== Aim ==
Add 62 to every coordinate, starting at the line that contains "One pin marks each instance of the gradient sky." and ending at the last line of the records, then write out that whole stretch with all other lines unchanged.
● ● ● ● ● ● ●
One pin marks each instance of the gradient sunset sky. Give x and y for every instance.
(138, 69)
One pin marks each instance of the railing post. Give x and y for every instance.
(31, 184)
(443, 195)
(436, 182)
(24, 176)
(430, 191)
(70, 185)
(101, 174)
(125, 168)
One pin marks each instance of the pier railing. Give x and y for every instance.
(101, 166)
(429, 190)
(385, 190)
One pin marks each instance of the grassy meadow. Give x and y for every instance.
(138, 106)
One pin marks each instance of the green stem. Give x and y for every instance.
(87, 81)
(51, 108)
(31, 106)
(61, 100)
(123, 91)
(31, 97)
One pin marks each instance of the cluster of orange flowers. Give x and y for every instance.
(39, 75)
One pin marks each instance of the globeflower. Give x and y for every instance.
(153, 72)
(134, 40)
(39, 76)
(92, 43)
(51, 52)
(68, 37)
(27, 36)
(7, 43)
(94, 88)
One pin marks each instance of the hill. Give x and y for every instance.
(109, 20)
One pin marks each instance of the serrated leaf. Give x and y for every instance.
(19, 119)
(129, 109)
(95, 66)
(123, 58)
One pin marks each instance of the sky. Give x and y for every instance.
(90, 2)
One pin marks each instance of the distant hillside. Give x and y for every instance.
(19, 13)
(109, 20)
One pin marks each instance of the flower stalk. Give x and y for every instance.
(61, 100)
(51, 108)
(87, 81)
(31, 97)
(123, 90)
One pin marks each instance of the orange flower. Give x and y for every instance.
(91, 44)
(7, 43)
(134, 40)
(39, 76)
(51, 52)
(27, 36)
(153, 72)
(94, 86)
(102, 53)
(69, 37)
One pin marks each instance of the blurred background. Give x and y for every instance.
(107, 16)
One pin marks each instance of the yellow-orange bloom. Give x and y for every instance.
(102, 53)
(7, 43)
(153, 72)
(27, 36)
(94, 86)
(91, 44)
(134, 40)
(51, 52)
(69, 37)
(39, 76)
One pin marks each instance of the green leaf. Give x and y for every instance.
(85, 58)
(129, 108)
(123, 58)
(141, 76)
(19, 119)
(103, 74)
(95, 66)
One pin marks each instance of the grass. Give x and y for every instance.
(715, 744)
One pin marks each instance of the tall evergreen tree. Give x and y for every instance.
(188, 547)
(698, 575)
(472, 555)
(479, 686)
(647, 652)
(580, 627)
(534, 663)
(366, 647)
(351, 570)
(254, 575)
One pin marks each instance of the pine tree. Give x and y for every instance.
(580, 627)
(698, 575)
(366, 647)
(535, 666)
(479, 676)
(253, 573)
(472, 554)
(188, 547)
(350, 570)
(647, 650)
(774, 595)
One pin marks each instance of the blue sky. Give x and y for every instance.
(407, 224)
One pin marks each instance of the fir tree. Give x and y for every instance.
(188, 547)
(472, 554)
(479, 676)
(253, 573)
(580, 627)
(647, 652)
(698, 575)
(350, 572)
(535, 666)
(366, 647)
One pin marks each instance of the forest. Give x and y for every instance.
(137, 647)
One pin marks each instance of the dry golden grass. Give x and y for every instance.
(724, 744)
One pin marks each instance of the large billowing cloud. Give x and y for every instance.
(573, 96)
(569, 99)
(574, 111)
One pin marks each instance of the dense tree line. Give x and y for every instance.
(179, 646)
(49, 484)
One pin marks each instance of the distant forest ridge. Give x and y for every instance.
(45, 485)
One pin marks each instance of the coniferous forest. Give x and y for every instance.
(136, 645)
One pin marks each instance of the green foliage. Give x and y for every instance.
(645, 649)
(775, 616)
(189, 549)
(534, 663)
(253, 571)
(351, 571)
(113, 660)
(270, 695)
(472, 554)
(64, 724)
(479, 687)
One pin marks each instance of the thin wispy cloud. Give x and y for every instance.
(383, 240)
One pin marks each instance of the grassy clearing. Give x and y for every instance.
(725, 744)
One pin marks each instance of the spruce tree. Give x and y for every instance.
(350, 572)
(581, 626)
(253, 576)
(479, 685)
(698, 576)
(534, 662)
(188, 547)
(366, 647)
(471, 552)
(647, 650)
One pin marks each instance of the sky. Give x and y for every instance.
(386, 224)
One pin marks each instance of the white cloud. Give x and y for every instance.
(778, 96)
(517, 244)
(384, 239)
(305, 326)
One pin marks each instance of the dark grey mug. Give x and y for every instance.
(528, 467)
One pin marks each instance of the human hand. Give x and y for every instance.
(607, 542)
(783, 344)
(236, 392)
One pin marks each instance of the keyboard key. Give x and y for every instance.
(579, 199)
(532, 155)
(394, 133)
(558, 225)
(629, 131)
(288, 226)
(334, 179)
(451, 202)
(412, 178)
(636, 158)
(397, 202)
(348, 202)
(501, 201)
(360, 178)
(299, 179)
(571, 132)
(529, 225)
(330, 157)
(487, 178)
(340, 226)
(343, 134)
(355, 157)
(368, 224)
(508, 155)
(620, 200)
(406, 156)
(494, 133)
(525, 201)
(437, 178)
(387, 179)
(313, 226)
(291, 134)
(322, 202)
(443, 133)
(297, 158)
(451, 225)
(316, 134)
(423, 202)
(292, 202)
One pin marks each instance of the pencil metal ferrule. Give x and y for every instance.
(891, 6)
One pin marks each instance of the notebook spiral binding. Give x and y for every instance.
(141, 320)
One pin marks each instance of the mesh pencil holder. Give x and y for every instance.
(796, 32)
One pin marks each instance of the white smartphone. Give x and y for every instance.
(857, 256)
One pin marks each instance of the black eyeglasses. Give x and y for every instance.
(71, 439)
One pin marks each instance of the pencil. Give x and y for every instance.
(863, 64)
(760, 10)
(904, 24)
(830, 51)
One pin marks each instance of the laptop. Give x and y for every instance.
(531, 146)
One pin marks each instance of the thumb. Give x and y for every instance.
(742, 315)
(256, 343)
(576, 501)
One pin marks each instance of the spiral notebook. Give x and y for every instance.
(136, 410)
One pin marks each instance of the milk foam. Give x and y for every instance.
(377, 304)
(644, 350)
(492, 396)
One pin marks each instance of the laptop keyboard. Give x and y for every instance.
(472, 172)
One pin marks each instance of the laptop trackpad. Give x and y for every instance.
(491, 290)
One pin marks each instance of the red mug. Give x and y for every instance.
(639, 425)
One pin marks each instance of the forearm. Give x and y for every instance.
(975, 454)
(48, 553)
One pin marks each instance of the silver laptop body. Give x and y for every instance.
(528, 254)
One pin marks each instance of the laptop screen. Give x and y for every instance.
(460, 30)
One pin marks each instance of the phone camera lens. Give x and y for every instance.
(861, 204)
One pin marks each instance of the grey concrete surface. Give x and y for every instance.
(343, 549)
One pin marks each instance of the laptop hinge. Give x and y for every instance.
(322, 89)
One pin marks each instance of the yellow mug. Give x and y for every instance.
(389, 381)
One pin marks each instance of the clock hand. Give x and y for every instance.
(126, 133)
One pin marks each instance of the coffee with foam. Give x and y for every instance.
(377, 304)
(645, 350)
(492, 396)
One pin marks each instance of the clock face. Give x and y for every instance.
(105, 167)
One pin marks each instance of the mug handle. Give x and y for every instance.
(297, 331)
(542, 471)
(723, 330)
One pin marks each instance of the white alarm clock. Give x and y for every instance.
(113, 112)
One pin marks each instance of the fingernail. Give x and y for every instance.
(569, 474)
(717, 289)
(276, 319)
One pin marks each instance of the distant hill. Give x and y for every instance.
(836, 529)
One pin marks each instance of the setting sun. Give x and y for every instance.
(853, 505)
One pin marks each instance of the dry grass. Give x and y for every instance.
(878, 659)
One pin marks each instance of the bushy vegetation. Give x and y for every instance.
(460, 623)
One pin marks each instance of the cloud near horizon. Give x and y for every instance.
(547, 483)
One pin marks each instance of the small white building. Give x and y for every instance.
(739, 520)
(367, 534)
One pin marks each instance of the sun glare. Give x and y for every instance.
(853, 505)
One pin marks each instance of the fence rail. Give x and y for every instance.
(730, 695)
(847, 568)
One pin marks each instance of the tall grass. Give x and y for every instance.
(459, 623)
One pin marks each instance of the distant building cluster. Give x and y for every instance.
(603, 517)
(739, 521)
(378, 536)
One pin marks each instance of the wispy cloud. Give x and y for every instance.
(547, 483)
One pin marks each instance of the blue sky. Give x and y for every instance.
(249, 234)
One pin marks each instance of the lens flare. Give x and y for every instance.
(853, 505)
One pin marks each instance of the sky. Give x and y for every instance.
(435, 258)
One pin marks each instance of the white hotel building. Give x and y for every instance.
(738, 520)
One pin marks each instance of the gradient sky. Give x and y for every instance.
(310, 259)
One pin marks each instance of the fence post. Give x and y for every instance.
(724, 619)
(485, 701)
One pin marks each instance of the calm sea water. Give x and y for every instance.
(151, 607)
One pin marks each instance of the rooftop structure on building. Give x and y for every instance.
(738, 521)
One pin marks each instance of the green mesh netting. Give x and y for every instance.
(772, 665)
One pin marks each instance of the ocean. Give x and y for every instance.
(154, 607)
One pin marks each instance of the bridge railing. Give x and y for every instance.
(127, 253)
● ● ● ● ● ● ●
== Result ==
One pin marks each instance of the gradient sky. Give x and y for every instance.
(372, 321)
One pin marks each instance of the fence post. Give x and y for every instance.
(786, 681)
(547, 763)
One pin marks each instance of the calm sea water. Give x and y for every instance.
(213, 669)
One pin marks each instance of the rooftop structure on building. Give x and y for every instance.
(800, 583)
One pin marks each instance of the green mesh netting. Give x and y for every instance.
(834, 727)
One pin marks each instance of the ocean. Give x and y for every instance.
(216, 669)
One pin marks each instance of the bridge railing. Give x and y for every instance.
(189, 315)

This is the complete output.